### EXERCISE TASK
Exactly reproduce the lines from the one holding "For the scoring pass, find every instance of the ceiling" through the final line of the listing below, with both ends included and nothing else.

[begin TASK INPUTS]

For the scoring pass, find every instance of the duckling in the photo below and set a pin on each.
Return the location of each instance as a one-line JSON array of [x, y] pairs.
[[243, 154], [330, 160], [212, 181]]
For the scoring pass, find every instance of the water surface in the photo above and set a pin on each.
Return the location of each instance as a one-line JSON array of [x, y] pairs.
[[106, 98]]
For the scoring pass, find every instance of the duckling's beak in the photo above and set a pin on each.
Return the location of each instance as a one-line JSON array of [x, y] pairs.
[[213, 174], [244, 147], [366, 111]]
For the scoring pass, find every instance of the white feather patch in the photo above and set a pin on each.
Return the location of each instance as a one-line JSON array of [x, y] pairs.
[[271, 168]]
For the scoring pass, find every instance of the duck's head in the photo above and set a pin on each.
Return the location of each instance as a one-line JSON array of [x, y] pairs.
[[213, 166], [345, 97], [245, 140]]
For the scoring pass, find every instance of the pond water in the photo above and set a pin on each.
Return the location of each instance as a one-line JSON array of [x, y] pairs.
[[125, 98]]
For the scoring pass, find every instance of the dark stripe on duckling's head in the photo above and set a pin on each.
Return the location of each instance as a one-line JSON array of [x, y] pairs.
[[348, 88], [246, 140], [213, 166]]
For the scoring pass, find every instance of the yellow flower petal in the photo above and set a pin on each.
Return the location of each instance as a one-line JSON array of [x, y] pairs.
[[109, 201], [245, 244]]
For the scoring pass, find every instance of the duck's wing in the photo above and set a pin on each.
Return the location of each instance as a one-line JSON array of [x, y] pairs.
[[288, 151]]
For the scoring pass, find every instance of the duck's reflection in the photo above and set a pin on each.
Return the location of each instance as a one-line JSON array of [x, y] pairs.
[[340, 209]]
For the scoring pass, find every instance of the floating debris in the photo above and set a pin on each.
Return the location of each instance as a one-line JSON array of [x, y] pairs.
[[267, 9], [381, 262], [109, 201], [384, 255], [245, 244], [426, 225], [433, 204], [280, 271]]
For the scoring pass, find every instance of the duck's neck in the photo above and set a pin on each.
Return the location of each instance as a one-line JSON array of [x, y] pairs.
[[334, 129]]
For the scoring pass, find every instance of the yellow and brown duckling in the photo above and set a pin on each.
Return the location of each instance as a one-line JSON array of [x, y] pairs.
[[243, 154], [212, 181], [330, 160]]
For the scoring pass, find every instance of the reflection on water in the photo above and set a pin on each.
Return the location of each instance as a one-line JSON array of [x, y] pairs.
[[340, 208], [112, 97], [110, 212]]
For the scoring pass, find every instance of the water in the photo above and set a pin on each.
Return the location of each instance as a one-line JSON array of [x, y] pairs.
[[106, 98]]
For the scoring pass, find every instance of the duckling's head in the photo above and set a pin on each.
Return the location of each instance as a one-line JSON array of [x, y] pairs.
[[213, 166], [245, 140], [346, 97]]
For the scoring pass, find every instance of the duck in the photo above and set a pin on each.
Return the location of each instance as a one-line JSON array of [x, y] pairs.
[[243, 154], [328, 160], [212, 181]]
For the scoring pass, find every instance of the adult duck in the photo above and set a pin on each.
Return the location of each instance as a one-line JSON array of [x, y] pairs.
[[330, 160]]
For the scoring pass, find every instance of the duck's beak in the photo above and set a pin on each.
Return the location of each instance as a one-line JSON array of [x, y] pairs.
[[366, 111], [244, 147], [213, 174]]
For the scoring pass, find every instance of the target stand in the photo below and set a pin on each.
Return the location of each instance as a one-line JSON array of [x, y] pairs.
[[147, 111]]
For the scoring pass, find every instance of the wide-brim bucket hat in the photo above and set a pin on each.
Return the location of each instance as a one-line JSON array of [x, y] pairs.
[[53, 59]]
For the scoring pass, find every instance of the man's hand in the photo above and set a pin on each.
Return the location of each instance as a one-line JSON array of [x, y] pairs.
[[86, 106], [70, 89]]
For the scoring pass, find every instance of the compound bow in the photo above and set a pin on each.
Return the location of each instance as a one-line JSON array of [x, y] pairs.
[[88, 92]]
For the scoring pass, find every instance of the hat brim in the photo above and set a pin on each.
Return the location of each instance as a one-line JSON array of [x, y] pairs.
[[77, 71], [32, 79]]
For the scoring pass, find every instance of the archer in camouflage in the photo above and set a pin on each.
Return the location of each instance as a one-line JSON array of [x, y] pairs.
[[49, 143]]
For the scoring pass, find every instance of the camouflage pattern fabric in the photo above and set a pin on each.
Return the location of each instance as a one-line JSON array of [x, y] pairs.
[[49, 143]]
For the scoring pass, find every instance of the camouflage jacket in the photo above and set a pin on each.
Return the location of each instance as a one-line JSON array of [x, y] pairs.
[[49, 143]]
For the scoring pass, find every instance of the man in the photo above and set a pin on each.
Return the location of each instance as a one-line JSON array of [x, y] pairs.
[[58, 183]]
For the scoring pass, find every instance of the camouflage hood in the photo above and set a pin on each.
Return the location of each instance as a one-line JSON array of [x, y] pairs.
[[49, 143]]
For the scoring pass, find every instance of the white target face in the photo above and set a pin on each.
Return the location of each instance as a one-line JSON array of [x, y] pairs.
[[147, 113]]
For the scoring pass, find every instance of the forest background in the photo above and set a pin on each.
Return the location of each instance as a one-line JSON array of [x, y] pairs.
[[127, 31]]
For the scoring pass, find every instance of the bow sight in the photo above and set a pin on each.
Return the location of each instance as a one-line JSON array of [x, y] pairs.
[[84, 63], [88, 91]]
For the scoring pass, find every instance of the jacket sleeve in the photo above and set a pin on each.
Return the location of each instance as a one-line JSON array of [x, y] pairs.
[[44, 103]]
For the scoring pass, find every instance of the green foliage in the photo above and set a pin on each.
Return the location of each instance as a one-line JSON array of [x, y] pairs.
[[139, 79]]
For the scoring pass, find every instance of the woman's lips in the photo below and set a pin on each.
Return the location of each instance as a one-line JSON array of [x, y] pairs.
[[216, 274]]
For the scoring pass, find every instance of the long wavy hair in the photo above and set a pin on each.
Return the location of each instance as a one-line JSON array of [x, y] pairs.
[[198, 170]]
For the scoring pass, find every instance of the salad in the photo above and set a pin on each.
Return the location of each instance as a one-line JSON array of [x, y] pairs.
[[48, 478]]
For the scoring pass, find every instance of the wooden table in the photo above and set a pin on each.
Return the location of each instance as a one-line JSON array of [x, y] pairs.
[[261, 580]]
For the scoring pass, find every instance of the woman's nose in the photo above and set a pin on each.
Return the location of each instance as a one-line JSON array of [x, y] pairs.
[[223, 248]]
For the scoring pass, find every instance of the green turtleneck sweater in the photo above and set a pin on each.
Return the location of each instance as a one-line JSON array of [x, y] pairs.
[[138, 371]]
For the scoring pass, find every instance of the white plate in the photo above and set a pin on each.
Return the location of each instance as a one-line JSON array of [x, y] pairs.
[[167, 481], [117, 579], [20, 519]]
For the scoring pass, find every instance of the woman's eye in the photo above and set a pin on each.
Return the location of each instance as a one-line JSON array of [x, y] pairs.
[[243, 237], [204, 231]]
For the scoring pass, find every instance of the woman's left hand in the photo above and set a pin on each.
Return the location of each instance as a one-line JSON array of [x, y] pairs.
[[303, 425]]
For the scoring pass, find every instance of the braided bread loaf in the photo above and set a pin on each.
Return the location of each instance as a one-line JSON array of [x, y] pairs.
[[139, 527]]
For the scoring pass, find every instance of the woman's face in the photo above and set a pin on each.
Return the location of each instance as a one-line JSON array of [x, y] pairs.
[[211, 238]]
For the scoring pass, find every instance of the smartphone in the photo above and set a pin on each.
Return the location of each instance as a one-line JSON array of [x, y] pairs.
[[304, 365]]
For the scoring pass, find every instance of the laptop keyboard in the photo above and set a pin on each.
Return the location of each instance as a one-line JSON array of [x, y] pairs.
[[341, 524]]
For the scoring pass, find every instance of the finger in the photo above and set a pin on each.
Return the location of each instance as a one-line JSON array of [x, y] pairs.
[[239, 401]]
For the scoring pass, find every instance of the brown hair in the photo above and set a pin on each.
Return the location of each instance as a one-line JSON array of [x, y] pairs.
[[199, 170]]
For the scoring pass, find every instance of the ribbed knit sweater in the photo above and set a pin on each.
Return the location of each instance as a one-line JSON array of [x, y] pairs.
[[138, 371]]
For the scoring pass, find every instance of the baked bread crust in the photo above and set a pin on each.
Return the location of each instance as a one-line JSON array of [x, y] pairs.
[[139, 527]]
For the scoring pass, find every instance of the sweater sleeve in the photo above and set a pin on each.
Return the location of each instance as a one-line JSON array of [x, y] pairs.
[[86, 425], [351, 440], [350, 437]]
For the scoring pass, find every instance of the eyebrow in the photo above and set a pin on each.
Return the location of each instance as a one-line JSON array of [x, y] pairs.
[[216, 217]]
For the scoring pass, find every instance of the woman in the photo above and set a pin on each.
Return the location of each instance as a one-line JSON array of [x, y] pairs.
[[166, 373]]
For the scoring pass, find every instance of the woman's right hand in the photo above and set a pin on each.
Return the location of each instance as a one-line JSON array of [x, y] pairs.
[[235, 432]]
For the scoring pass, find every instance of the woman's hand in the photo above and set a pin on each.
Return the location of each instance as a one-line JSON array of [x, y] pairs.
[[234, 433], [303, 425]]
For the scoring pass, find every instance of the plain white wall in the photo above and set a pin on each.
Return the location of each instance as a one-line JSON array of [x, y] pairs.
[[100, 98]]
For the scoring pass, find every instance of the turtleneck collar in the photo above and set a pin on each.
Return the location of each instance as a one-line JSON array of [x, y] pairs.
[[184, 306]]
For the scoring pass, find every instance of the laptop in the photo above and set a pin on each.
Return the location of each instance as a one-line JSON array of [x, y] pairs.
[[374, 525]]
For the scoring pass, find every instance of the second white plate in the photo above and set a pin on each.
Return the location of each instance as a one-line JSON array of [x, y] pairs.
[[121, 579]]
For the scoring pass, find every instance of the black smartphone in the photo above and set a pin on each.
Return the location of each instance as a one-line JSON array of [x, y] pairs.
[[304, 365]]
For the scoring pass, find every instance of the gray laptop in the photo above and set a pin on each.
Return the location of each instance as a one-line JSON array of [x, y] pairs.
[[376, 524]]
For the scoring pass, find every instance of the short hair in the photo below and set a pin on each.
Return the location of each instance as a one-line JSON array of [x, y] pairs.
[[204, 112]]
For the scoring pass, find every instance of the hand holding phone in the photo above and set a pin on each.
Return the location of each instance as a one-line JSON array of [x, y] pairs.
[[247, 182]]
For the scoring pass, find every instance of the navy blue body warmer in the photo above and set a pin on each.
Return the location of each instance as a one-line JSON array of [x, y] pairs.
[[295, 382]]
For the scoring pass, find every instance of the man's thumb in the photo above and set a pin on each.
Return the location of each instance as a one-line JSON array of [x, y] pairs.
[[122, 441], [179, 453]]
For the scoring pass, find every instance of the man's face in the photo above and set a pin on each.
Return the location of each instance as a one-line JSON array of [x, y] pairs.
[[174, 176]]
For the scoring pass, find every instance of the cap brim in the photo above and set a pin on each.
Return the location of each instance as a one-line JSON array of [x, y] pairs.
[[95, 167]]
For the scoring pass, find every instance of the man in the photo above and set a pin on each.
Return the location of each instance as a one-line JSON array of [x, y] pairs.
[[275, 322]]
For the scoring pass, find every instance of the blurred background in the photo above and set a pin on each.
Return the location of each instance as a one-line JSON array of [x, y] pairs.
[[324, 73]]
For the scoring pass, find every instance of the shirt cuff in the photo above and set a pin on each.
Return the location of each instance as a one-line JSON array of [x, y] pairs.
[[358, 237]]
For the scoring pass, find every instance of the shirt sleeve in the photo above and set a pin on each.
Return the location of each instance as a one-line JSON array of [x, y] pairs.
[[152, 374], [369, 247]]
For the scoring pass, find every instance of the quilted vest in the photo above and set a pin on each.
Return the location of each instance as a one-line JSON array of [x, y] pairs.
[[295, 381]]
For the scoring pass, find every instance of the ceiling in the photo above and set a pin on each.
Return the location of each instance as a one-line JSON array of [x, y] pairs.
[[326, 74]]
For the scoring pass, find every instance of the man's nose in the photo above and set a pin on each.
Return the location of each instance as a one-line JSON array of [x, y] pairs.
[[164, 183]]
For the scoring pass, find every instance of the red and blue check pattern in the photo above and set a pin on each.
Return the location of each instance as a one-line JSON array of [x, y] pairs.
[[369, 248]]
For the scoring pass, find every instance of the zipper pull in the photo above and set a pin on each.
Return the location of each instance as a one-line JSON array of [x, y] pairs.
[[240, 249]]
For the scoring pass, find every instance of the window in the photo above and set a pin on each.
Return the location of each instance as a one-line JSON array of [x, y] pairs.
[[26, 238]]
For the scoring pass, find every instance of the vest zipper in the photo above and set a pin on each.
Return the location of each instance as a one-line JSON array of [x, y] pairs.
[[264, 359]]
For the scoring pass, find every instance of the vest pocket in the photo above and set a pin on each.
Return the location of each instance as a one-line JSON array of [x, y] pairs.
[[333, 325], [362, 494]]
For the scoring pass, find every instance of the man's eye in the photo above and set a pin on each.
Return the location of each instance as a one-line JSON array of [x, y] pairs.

[end TASK INPUTS]

### FULL OUTPUT
For the scoring pass, find every instance of the ceiling in the photo above and set a pin on each.
Return the location of each instance as a one-line JSON array of [x, y] pairs.
[[326, 74]]
For the scoring pass, find every instance of the man's nose in the photo above and set a pin on each.
Return the location of each instance as a one-line JSON array of [x, y] pairs.
[[164, 183]]
For the scoring pass, find every instance of the red and blue check pattern in the photo above and set a pin on each.
Return the location of each instance as a one-line JSON array of [x, y] pairs.
[[369, 248]]
For the scoring pass, find every instance of the zipper pull in the photo above and set a pin on each.
Return the location of each instance as a one-line JSON array of [x, y] pairs.
[[240, 249]]
For the scoring pass, find every instance of the window in the photo above and set a pin on each.
Return the location of each instance as a one-line JSON array of [x, y] pairs.
[[26, 238]]
For the scoring pass, find every instance of the vest zipper in the photo above and set a pin on each.
Return the location of each instance as a one-line JSON array of [x, y] pairs.
[[264, 359]]
For the scoring pass, find every instance of the vest pocket in the photo above and set a pin on each.
Return the location of each instance as a one-line JSON array of [x, y] pairs.
[[333, 325], [362, 494]]
For the scoring pass, find every instance of the man's eye in the photo above and set a pin on each.
Return the location of each instance as a one-line JSON array of [x, y] pairs.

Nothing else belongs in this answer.